Set task a »
Decide whether each statement below agrees with the AIOS streaming inference notebook: (i) the notebook is meant to be run only after a WebSocket listener has been started in another notebook; (ii) the session ID is to be taken from the output of the other notebook; (iii) the inference API is reached on port 8080. Answer yes or no for each and quote the words of the notebook that decide it.

Text extract »
# AIOS Streaming Inference

This notebook is used to send an inference request to a streaming-enabled AIOS block. It should be run after you have started the WebSocket listener in the `AIOS_Streaming_Tutorial.ipynb` notebook.

In [9]:
import requests
import json
import time

# Configuration - Ensure these match the session in the other notebook
INFERENCE_API = "http://CLUSTER1MASTER:31504/v1/infer"
BLOCK_ID = "magistral-small-2506-llama-cpp-block"  # Should match the block in the other notebook
BLOCK_ID = "llama4-scout-17b-block"
# IMPORTANT: You must get the SESSION_ID from the output of the other notebook
# and paste it here.
SESSION_ID = "session-730377a0-a94c-48f6-92a2-51b0f9418e51" 

print(f"Using Block ID: {BLOCK_ID}")
print(f"Using Session ID: {SESSION_ID}")

Supplied information »
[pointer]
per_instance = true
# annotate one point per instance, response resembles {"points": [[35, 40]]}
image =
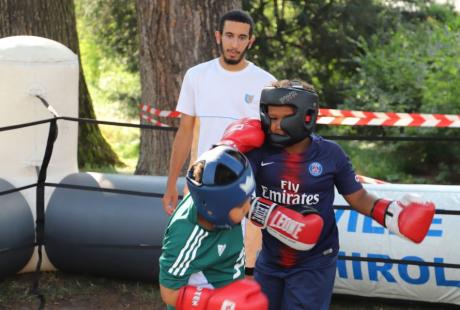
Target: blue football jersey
{"points": [[306, 178]]}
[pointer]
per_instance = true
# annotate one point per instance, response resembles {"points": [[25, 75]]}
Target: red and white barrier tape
{"points": [[359, 118], [174, 114], [154, 122]]}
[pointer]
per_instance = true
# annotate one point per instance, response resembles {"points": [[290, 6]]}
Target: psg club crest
{"points": [[315, 169], [248, 98]]}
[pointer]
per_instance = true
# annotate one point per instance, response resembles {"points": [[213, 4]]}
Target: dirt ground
{"points": [[63, 291]]}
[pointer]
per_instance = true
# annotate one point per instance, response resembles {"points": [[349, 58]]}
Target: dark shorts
{"points": [[298, 288]]}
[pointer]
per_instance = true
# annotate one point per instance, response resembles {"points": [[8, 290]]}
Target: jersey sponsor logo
{"points": [[248, 185], [289, 198], [248, 98], [188, 252], [221, 249], [315, 169]]}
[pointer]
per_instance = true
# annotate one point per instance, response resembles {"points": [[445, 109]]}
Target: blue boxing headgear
{"points": [[215, 199], [297, 126]]}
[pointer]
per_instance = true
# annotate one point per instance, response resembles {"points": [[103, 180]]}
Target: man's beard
{"points": [[233, 61]]}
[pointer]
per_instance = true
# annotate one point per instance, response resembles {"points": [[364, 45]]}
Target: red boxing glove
{"points": [[239, 295], [299, 227], [244, 134], [410, 217]]}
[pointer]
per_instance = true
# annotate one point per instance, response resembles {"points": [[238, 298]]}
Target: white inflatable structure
{"points": [[31, 66], [117, 234]]}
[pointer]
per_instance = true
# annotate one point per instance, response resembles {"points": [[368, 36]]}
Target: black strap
{"points": [[40, 209]]}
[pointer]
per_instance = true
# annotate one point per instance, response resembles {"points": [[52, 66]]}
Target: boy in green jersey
{"points": [[202, 261]]}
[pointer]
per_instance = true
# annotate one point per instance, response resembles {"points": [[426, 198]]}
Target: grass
{"points": [[70, 291]]}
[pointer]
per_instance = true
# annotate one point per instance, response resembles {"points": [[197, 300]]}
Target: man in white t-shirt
{"points": [[216, 92]]}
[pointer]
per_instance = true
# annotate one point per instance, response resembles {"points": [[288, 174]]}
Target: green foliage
{"points": [[109, 48], [316, 40], [415, 70]]}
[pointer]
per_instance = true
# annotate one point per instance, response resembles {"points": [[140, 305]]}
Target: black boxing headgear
{"points": [[297, 126]]}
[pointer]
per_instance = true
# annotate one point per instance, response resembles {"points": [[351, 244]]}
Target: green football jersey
{"points": [[196, 256]]}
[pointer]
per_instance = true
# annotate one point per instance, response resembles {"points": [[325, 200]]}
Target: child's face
{"points": [[238, 213]]}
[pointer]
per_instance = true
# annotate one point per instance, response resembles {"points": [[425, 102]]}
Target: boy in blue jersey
{"points": [[202, 260], [298, 170]]}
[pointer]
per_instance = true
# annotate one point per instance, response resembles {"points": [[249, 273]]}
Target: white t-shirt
{"points": [[218, 96]]}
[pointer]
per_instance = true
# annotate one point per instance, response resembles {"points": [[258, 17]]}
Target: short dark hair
{"points": [[237, 16]]}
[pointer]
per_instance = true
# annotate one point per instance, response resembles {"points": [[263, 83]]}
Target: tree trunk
{"points": [[174, 35], [55, 20]]}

Set task b »
Pull out every line of the entries that contains the word "black".

Expected answer a »
(i) Yes: "It should be run after you have started the WebSocket listener in the `AIOS_Streaming_Tutorial.ipynb` notebook."
(ii) Yes: "You must get the SESSION_ID from the output of the other notebook"
(iii) No: "http://CLUSTER1MASTER:31504/v1/infer"

Expected answer b »
Target: black strap
Target: black boxing headgear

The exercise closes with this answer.